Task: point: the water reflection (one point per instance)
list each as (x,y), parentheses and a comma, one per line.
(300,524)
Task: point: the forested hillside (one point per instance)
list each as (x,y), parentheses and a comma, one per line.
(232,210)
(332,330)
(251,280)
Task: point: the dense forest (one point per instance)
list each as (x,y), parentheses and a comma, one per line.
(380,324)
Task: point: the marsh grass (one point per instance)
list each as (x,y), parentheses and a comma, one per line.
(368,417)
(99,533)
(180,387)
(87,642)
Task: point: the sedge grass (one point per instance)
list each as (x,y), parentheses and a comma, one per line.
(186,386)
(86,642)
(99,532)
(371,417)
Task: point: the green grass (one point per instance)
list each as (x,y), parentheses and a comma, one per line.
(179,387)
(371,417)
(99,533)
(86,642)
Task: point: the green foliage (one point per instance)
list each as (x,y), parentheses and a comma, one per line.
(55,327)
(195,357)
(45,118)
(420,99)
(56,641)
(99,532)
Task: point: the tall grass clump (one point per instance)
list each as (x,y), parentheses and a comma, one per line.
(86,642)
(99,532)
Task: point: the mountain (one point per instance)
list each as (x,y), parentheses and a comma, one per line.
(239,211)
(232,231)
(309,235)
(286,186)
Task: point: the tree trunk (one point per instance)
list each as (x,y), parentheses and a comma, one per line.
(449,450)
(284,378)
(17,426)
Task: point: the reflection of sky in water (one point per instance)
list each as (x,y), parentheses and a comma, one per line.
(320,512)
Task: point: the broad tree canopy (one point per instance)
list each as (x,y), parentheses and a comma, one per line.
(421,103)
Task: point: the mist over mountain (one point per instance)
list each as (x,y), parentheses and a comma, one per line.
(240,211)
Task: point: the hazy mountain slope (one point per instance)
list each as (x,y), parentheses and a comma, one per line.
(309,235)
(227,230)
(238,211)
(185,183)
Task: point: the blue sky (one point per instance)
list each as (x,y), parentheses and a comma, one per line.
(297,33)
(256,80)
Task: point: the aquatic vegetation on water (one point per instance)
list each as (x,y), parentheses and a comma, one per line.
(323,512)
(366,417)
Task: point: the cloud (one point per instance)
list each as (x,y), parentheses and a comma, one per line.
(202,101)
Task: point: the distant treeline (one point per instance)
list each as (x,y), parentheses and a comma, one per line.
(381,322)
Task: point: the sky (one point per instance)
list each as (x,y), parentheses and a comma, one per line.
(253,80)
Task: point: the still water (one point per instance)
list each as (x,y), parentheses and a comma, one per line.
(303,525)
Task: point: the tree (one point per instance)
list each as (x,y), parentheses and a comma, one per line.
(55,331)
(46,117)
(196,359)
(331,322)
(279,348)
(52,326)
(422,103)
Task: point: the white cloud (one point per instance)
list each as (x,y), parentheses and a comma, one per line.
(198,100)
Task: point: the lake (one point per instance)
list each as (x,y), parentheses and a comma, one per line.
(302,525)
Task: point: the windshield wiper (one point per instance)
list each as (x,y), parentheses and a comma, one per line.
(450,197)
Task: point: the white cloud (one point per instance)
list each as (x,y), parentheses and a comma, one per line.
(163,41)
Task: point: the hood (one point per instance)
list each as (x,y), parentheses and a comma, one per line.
########################################
▶ Exercise details: The whole of the material above is to be restated exactly.

▶ Answer for the task:
Task: point: the water reflection (one point per instance)
list each as (x,y), parentheses and a comma, one per line.
(300,524)
Task: point: the forested hillside (one point per instance)
list each as (x,y), parentheses and a comma, one per line.
(232,210)
(332,330)
(251,280)
Task: point: the dense forest (one point per instance)
list each as (x,y), parentheses and a comma, one per line.
(380,324)
Task: point: the marsh grass (one point per instance)
list each as (x,y), parentheses and a comma, one per line.
(368,417)
(99,533)
(180,387)
(87,642)
Task: point: the sedge grass (one point per instance)
list each as (x,y), parentheses and a comma, one per line.
(186,386)
(86,642)
(99,532)
(371,417)
Task: point: the green grass (one point per instance)
list each as (x,y), parentheses and a comma, one per line.
(179,387)
(371,417)
(99,533)
(86,642)
Task: point: the green foliage (one point per instance)
list each as (x,y), parentheses and a comma, one per line.
(55,327)
(195,357)
(45,118)
(420,99)
(56,641)
(99,532)
Task: point: the tall grass clump (one point per instance)
list each as (x,y), parentheses and a comma, one per line.
(86,642)
(99,532)
Task: point: the mountain (one point per instance)
list each as (x,y), parentheses and a comma, one per line.
(239,211)
(232,231)
(309,235)
(286,186)
Task: point: the tree trunk (one point per instance)
list each as (x,y), parentheses and a comma, one per line.
(449,450)
(284,378)
(17,426)
Task: point: the reflection of sky in water (one point per instance)
list each as (x,y), parentheses and a comma, one per line.
(320,512)
Task: point: the broad tree canopy (one point per instance)
list each as (x,y), parentheses and a comma, one per line.
(421,103)
Task: point: the mist over mountain (one point per instance)
list each as (x,y), parentheses and a comma, one per line.
(240,211)
Task: point: the hazy mountain slope (one point per instance)
list each as (x,y), parentheses and a comma, one per line.
(309,235)
(227,230)
(238,211)
(185,183)
Task: point: the blue sky (one point per instance)
list each as (x,y), parentheses and a comma, one per line.
(297,33)
(256,80)
Task: point: the aquatic vegetation on water (one point per instance)
list each as (x,y), parentheses and a comma, one per line.
(323,512)
(366,417)
Task: point: the cloud (one point per instance)
list each as (x,y), parentheses and a comma, one per line.
(202,101)
Task: point: the distant treeline (one point per instance)
list each as (x,y), parentheses and a comma, one per line.
(381,322)
Task: point: the sky (one point per instance)
list each as (x,y), parentheses and a comma, one per line.
(253,80)
Task: point: the still water (one point per instance)
list each as (x,y), parentheses and a comma, one per line.
(303,525)
Task: point: the tree (one point per instance)
list each as (x,y), parentheses and a comma, one per line.
(55,331)
(46,117)
(196,359)
(331,322)
(279,348)
(52,326)
(422,103)
Task: point: the white cloud (one point per instance)
list each as (x,y), parentheses and a comma, one per line.
(198,100)
Task: point: the lake (one point per instance)
list each as (x,y), parentheses and a comma, one per line.
(302,525)
Task: point: the windshield wiper (one point per instance)
list each as (x,y), parentheses and a comma, one per line.
(450,197)
Task: point: the white cloud (one point per instance)
list each as (x,y), parentheses and a comma, one per line.
(163,41)
Task: point: the hood (one point per instance)
list each as (x,y), parentheses and a comma, one per line.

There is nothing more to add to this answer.